*REQUIREMENTS:* Convert the data below into a Markdown table with the columns Row and Line. Give each line its own numbered row, and leave out blank lines.

*INFORMATION PROVIDED:*
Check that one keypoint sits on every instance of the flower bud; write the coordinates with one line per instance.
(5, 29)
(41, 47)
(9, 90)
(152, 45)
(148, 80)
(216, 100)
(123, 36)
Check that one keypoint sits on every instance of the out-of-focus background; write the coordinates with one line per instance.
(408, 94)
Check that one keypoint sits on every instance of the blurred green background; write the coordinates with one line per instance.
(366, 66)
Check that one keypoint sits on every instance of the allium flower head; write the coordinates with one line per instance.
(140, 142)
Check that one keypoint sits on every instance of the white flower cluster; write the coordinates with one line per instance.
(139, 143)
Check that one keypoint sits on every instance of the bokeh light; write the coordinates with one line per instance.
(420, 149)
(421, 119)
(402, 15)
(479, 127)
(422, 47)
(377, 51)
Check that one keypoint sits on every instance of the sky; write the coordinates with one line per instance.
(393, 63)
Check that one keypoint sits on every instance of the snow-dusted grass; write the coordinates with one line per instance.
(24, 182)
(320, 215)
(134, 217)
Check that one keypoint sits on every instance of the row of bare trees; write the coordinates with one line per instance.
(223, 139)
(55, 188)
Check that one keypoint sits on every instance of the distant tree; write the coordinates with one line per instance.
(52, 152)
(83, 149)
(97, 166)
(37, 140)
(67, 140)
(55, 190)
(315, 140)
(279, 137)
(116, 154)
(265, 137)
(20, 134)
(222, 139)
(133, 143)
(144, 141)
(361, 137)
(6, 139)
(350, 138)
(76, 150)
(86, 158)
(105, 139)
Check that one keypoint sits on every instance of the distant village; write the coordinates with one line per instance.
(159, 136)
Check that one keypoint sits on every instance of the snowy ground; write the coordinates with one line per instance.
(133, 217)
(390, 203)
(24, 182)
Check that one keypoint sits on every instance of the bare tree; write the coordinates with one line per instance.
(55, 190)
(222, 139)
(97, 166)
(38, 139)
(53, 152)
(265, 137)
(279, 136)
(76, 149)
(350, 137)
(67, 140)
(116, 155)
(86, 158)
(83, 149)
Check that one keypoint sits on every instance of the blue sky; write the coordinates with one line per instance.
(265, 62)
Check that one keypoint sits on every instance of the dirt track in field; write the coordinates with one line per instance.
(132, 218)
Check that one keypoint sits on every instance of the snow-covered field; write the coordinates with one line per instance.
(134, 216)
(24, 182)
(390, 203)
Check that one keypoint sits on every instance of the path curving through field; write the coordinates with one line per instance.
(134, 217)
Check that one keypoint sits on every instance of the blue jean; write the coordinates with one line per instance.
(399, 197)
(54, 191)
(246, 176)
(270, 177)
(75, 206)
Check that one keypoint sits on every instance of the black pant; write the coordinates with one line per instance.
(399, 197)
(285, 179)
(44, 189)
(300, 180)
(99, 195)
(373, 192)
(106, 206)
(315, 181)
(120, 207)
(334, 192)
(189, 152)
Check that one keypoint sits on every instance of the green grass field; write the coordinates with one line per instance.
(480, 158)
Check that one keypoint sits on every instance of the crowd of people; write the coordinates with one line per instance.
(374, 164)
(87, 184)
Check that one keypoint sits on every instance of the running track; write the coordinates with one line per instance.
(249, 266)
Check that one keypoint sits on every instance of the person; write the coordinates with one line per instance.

*ANSWER TO THE EXERCISE:*
| Row | Line |
|---|---|
| 1 | Check that one keypoint sits on every instance of the flower bud; write the coordinates with one line per instance. |
| 2 | (5, 29) |
| 3 | (41, 47) |
| 4 | (9, 90) |
| 5 | (152, 45) |
| 6 | (148, 80) |
| 7 | (216, 100) |
| 8 | (123, 36) |
| 9 | Check that one keypoint sits on every instance of the out-of-focus background; write the coordinates with one line per instance. |
| 10 | (408, 94) |
| 11 | Check that one keypoint sits on every instance of the blurred green background; write the coordinates with one line per instance. |
| 12 | (366, 66) |
| 13 | Check that one keypoint sits on every instance of the allium flower head; write the coordinates with one line per instance. |
| 14 | (140, 142) |
| 15 | Check that one keypoint sits on every instance of the white flower cluster; write the coordinates with one line per instance. |
| 16 | (139, 143) |
| 17 | Check that one keypoint sits on every instance of the bokeh light; write the coordinates with one line per instance. |
| 18 | (420, 149) |
| 19 | (421, 119) |
| 20 | (402, 15) |
| 21 | (479, 127) |
| 22 | (422, 47) |
| 23 | (377, 51) |
| 24 | Check that one keypoint sits on every instance of the sky; write the coordinates with one line per instance. |
| 25 | (393, 63) |
| 26 | Check that one keypoint sits on every instance of the snow-dusted grass; write the coordinates with one line per instance. |
| 27 | (24, 182) |
| 28 | (320, 215) |
| 29 | (134, 217) |
| 30 | Check that one keypoint sits on every instance of the row of bare trees; write the coordinates with one line per instance. |
| 31 | (223, 139) |
| 32 | (55, 188) |
| 33 | Check that one keypoint sits on every instance of the distant tree; write the coordinates with one line per instance. |
| 34 | (52, 152) |
| 35 | (83, 149) |
| 36 | (97, 166) |
| 37 | (37, 140) |
| 38 | (67, 140) |
| 39 | (55, 190) |
| 40 | (315, 140) |
| 41 | (279, 137) |
| 42 | (116, 154) |
| 43 | (265, 137) |
| 44 | (20, 134) |
| 45 | (222, 139) |
| 46 | (133, 143) |
| 47 | (144, 141) |
| 48 | (361, 137) |
| 49 | (6, 139) |
| 50 | (350, 138) |
| 51 | (76, 150) |
| 52 | (86, 158) |
| 53 | (105, 139) |
| 54 | Check that one keypoint sits on every instance of the distant village; write the coordinates with one line per instance. |
| 55 | (159, 136) |
| 56 | Check that one keypoint sits on every instance of the snowy ground; write the coordinates with one line per instance. |
| 57 | (133, 217) |
| 58 | (390, 203) |
| 59 | (24, 182) |
| 60 | Check that one keypoint sits on every instance of the bare tree; write the coordinates with one line per instance. |
| 61 | (55, 190) |
| 62 | (222, 139) |
| 63 | (97, 166) |
| 64 | (38, 139) |
| 65 | (53, 152) |
| 66 | (265, 137) |
| 67 | (279, 136) |
| 68 | (76, 149) |
| 69 | (350, 137) |
| 70 | (67, 140) |
| 71 | (116, 155) |
| 72 | (86, 158) |
| 73 | (83, 149) |
| 74 | Check that one keypoint sits on every instance of the blue sky; write the coordinates with one line per instance. |
| 75 | (265, 62) |
| 76 | Check that one keypoint sits on every instance of the dirt track in field; write the coordinates with one line per instance. |
| 77 | (132, 218) |
| 78 | Check that one keypoint sits on every instance of the snow-covered field; write the coordinates with one line per instance. |
| 79 | (134, 216) |
| 80 | (24, 182) |
| 81 | (390, 203) |
| 82 | Check that one keypoint sits on every instance of the path curving through field; write the coordinates with one line per instance. |
| 83 | (134, 217) |
| 84 | Check that one keypoint sits on every instance of the blue jean; write the coordinates with one line per instance. |
| 85 | (399, 197) |
| 86 | (54, 191) |
| 87 | (246, 176) |
| 88 | (270, 177) |
| 89 | (75, 206) |
| 90 | Check that one keypoint sits on every instance of the black pant; write the coordinates with one line per instance. |
| 91 | (399, 197) |
| 92 | (285, 179) |
| 93 | (44, 189) |
| 94 | (300, 180) |
| 95 | (99, 195) |
| 96 | (373, 192) |
| 97 | (106, 206) |
| 98 | (315, 181) |
| 99 | (120, 207) |
| 100 | (334, 192) |
| 101 | (189, 152) |
| 102 | Check that one keypoint sits on every instance of the green grass field; write the coordinates with one line per instance. |
| 103 | (480, 158) |
| 104 | Check that one keypoint sits on every instance of the crowd of people; write the coordinates with one line per instance. |
| 105 | (374, 164) |
| 106 | (87, 184) |
| 107 | Check that one keypoint sits on every instance of the running track; write the coordinates with one line per instance. |
| 108 | (249, 266) |
| 109 | Check that one keypoint sits on every instance of the person; write the coordinates with one line per instance. |